* **Exercise**
Rewrite every line of the data from the line with "Target: blue hood" up to and including the line with "<point>424,159</point>", adjusting each coordinate in the answers by adding 93 and leaving every other number as it is. Leave the pictures out of your copy.

* **Data provided**

>>>>

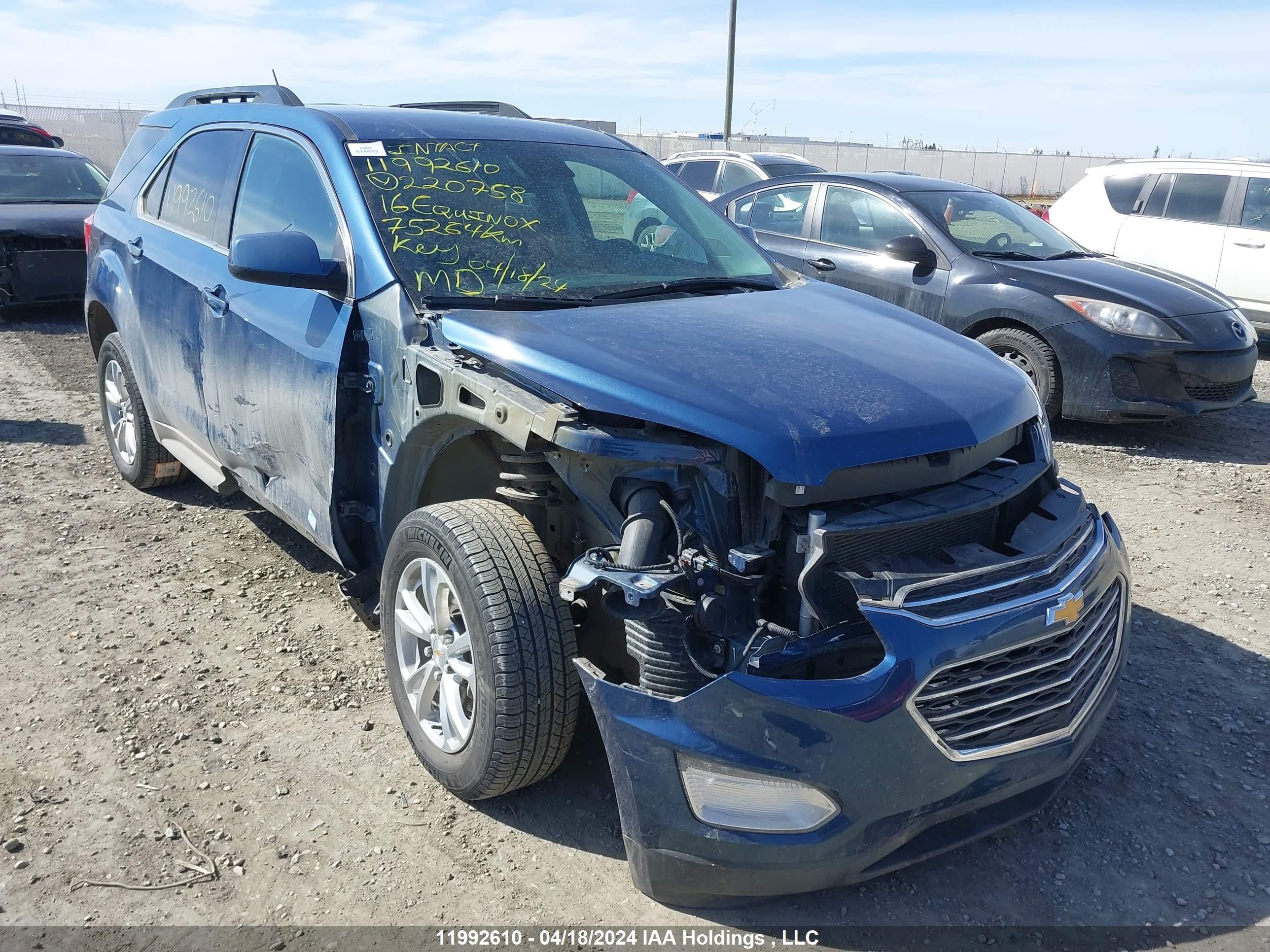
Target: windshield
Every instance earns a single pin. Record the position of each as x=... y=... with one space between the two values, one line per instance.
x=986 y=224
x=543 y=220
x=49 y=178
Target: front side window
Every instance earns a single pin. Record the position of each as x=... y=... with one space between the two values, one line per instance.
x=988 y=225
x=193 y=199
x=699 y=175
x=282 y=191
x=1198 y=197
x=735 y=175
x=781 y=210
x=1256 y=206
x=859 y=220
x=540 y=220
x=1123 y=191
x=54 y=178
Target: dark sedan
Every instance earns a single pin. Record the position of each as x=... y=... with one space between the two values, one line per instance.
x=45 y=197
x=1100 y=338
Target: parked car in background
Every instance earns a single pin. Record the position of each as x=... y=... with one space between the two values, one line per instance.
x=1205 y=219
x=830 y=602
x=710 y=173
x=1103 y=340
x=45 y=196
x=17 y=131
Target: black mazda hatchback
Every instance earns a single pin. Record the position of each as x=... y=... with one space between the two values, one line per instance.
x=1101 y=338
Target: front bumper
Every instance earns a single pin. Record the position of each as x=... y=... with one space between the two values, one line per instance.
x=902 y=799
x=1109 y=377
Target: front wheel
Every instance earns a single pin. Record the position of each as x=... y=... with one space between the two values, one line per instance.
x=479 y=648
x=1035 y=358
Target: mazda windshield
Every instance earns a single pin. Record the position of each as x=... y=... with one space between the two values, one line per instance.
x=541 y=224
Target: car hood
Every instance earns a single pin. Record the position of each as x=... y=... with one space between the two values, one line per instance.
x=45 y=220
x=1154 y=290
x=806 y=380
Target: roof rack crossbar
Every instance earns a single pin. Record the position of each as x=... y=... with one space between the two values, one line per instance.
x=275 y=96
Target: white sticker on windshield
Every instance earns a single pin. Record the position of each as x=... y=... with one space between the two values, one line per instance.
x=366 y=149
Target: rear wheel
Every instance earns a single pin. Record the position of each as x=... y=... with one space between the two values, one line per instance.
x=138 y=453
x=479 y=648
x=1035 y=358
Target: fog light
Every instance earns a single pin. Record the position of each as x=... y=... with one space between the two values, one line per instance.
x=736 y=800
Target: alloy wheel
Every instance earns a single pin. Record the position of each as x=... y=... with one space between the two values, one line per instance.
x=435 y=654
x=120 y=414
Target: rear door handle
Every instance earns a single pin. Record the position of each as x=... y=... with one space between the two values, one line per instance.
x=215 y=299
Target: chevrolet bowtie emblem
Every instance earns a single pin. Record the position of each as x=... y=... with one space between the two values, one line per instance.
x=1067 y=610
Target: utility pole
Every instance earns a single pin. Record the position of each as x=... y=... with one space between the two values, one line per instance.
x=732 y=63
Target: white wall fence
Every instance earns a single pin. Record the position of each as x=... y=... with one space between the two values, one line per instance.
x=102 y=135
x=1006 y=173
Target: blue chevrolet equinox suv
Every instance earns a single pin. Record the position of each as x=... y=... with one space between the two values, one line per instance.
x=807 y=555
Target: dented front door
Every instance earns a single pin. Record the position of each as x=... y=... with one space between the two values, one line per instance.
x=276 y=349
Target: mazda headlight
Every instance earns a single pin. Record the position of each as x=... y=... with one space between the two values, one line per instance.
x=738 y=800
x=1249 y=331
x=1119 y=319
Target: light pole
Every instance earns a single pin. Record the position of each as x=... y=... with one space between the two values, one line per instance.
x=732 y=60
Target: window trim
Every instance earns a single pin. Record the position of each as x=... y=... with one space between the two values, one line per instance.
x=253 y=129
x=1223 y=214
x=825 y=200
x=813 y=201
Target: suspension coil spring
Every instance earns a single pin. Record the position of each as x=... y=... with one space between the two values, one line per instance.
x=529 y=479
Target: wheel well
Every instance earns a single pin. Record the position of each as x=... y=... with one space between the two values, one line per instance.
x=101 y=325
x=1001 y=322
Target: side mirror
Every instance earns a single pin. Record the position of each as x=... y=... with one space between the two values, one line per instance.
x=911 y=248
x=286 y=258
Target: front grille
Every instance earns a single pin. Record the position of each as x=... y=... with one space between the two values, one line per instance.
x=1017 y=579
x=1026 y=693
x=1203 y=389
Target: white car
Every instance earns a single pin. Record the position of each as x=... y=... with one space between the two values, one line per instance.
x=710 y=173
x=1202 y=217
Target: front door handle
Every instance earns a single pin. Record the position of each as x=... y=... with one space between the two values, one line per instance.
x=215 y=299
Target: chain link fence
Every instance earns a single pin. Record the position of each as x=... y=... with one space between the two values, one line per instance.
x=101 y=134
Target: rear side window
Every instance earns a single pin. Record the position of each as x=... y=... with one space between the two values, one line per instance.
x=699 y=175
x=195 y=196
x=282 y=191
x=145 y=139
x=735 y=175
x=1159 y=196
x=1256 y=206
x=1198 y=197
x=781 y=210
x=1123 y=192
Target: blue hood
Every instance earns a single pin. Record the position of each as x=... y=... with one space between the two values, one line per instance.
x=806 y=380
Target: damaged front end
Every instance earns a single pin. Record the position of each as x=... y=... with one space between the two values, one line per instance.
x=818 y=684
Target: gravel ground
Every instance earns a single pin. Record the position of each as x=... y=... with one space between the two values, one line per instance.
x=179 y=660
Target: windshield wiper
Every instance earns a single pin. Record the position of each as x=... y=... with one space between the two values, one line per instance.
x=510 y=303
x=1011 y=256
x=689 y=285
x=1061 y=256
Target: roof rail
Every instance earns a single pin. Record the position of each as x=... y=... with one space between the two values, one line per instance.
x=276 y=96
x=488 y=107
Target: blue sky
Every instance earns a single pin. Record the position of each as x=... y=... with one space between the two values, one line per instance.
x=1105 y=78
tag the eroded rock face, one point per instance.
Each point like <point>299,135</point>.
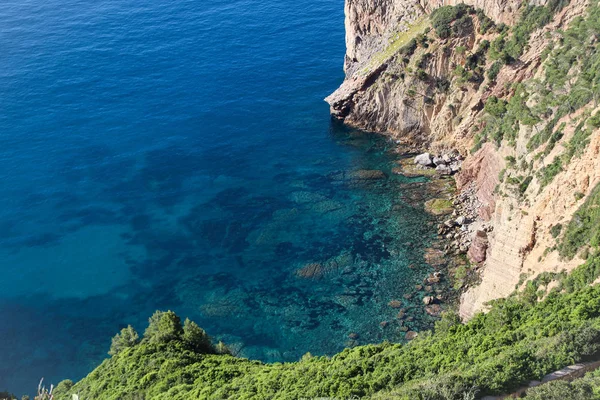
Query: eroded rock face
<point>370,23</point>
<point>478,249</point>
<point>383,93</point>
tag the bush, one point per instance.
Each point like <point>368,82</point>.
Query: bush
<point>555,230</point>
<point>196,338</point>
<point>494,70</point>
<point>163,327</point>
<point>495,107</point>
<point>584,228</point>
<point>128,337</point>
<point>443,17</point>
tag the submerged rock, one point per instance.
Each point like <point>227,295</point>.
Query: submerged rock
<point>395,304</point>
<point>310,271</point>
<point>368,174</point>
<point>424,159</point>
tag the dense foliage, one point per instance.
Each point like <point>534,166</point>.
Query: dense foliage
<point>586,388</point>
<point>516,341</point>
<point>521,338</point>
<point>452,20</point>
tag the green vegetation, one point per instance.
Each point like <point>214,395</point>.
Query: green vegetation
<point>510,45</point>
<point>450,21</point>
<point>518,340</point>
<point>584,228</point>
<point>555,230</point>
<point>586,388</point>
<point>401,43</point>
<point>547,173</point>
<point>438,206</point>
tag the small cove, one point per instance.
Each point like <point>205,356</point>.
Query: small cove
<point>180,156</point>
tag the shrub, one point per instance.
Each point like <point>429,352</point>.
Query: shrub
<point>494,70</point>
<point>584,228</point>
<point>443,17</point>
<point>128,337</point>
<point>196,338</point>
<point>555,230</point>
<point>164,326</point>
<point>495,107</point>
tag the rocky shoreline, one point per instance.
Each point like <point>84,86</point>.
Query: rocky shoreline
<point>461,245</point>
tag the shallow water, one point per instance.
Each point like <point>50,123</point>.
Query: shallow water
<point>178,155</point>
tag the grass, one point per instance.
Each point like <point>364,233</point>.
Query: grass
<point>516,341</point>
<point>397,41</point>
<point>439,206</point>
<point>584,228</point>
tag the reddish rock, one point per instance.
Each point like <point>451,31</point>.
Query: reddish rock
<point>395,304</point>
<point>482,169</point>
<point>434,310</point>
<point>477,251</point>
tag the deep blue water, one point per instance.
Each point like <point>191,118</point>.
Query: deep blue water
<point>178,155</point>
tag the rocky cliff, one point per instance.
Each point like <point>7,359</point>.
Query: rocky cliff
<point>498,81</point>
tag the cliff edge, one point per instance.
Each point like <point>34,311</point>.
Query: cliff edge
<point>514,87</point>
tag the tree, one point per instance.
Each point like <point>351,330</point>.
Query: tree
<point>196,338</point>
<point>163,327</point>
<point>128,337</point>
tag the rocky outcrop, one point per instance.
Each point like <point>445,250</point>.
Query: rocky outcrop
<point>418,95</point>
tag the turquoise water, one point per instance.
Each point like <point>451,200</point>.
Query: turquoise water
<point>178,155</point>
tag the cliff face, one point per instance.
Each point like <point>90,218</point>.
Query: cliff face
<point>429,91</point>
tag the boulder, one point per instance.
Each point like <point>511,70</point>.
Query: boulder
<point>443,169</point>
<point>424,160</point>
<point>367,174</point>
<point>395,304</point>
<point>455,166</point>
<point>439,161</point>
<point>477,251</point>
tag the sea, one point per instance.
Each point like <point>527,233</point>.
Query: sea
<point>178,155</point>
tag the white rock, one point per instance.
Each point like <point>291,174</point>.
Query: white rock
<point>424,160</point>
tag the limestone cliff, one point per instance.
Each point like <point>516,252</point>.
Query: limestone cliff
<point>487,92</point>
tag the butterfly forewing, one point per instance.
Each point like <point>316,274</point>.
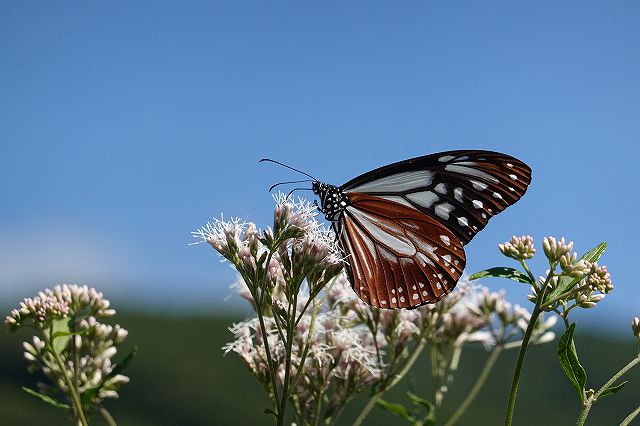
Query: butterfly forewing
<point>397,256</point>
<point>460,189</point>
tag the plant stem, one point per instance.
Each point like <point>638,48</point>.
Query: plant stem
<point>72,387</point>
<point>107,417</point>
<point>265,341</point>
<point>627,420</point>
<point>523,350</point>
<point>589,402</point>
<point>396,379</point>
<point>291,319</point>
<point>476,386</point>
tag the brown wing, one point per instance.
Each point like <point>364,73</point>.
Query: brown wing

<<<<

* **Output for this exercise**
Target: blue hood
Every instance earns a single pin. Record the position of each as x=... y=... with one space between the two values, one line per instance.
x=899 y=473
Target: damaged front end
Every instance earns a single pin. Record the position of each as x=... y=... with one space between the two values, one line per instance.
x=911 y=777
Target: gravel ground
Every instance earns a single pin. Record the position of each as x=... y=... with one space between the two values, one line per instance.
x=272 y=753
Target: windshield wiper
Every instance earns a single pin. Record the position of each as x=... y=... with one space between the two values, one line per instance.
x=603 y=396
x=1104 y=349
x=782 y=378
x=1154 y=349
Target: roof rail
Every instance earns a single pin. Record the position of each as x=... y=... with one space between the two values, one line per instance.
x=369 y=189
x=581 y=200
Target: blue sky
Every instance earns a single pin. Record the position of each as x=... y=... with one space between the two values, one line per instance.
x=1198 y=171
tag the eroded rock face, one point per instance.
Each point like <point>299,135</point>.
Query: eroded rock face
<point>463,116</point>
<point>571,342</point>
<point>476,186</point>
tag the bush, one point per instance.
Each point like <point>368,82</point>.
Query: bush
<point>648,323</point>
<point>289,431</point>
<point>587,163</point>
<point>256,420</point>
<point>588,200</point>
<point>677,321</point>
<point>221,430</point>
<point>536,110</point>
tag the submerged rock, one point per instance.
Each point like <point>227,295</point>.
Query: submerged rock
<point>488,397</point>
<point>403,364</point>
<point>461,267</point>
<point>517,252</point>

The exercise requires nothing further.